項目の先頭から「[[60, 107], [82, 106]]」を含む行までの各行を、両端を含めてすべて書き写しなさい。その際、解答に示された座標の数値すべてに-78を加え、写真は省きなさい。

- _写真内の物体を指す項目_
<<<<

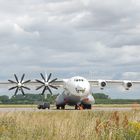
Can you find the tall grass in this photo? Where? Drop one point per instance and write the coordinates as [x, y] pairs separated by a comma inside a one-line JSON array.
[[70, 125]]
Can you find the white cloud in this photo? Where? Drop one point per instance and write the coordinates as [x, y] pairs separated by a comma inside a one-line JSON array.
[[71, 36]]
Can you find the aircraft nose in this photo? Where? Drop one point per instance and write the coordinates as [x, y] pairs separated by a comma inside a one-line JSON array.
[[80, 89]]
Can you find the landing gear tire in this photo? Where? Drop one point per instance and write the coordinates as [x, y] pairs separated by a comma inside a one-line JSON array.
[[63, 107], [57, 107], [87, 106]]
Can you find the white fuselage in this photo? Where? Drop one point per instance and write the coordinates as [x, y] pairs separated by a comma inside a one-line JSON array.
[[76, 90]]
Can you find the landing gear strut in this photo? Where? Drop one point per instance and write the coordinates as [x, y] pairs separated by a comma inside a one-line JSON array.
[[60, 106], [82, 106]]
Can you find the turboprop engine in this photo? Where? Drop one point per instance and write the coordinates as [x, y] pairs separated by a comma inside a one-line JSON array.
[[102, 84]]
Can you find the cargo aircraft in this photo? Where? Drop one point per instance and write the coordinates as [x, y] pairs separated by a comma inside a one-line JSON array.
[[77, 90]]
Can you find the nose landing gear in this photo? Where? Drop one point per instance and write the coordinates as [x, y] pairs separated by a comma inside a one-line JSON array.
[[82, 106]]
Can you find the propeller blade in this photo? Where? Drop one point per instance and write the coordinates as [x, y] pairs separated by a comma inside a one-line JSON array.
[[53, 86], [49, 90], [11, 81], [49, 77], [22, 91], [39, 87], [12, 88], [26, 81], [43, 90], [53, 80], [40, 81], [22, 78], [26, 88], [16, 91], [43, 77], [16, 78]]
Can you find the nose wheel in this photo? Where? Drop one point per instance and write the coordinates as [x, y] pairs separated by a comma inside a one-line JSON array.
[[60, 107], [82, 106]]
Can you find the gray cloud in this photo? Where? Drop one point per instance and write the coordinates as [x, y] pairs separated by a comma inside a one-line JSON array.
[[71, 37]]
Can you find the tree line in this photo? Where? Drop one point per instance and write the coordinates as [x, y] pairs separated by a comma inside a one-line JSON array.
[[100, 98]]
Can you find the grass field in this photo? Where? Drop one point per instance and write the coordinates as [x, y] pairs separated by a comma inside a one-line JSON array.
[[70, 125], [95, 105]]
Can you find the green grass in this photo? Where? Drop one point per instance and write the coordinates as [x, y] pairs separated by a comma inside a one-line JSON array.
[[70, 125]]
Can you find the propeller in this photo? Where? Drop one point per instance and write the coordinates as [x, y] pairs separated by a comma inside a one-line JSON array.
[[46, 83], [19, 84]]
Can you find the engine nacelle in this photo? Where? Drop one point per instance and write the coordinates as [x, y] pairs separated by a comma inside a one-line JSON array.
[[102, 84], [127, 85]]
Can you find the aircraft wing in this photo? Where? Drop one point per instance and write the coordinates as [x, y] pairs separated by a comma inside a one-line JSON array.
[[127, 84]]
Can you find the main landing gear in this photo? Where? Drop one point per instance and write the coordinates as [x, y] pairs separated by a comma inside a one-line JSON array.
[[82, 106], [60, 107]]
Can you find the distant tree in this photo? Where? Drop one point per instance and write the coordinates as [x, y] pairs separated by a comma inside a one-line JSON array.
[[4, 99], [100, 96]]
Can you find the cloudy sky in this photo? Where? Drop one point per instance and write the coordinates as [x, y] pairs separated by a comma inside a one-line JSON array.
[[92, 38]]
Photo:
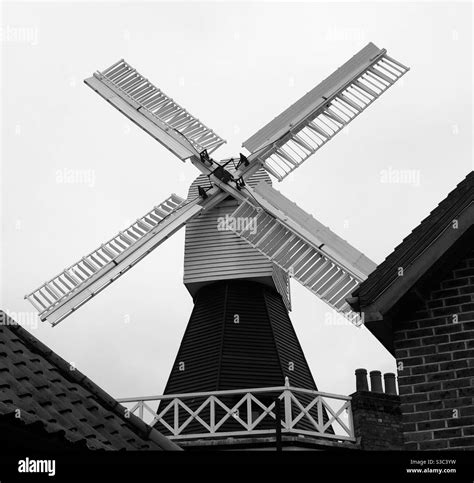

>>>>

- _課題の解答_
Can you find the tall grass in this photo? Where? Drop one point per instance and write the coordinates as [x, y] pairs separated by a comma inside a one-line JSON array.
[[-8, 47]]
Can you find the white cloud in this photo? Where? Drop one point per instance and write the coordinates as [x, y] pairs separated by a comma inside a one-line JSON array.
[[-7, -42]]
Can you find the aircraft nose in this photo? Where? Drop one point per instance and write the coordinates as [x, y] pairs separated by a comma inside a one-line JSON array.
[[2, 11]]
Can you find the landing gear tire in this photo? Where? Drop one point per instance and write the coordinates as [x, y] pairs separated by a comma inside a one-line JSON array.
[[-15, 29], [-21, 29], [9, 28]]
Can you find the white fuselage in this photo? Where? Drop one point per instance and write the coordinates as [x, y] pairs separated by a comma inside a one-line JSON array.
[[-2, 12]]
Can you find the landing gear strut in this photo? Where? Drop one point per instance and write the coordinates as [x, y] pairs separated by a comma inside a one-line JSON array.
[[-18, 28], [4, 28]]
Can you find the turboprop engine in this photo? Where? Drop one point per instance and write the coordinates as [x, y] pairs separated by a comma inside a one-line JSON array.
[[24, 6]]
Can you find the cargo aircraft in this photo? Where? Drop one point per instance and write the coordinates as [x, y] pairs separated by a comma inside a one-line JSON array.
[[-1, 12]]
Can you find the nose landing gear in this photo? Where? Drop one point per instance and write the coordinates as [x, y] pairs separated by a comma inside a one-line JSON array.
[[4, 28]]
Can you find the propeller blade in this photo? Where? Drop one point per instance and write the coordinates as [x, y] pairs separated by a comma inside a one-line JSON array.
[[-25, 8], [-29, 12], [-67, 3], [-29, -1], [-56, 13], [-39, 9], [-66, 10], [-52, 3], [-35, 12], [-25, 2], [-38, 3], [-56, 0], [-52, 10], [-62, 13], [-35, -1], [-62, 0]]
Can you find the nose wheel in this photo? Where? Drop one point per instance and write the coordinates as [x, y] pairs separated by a comma inside a one-line JSON array.
[[-18, 29], [4, 28]]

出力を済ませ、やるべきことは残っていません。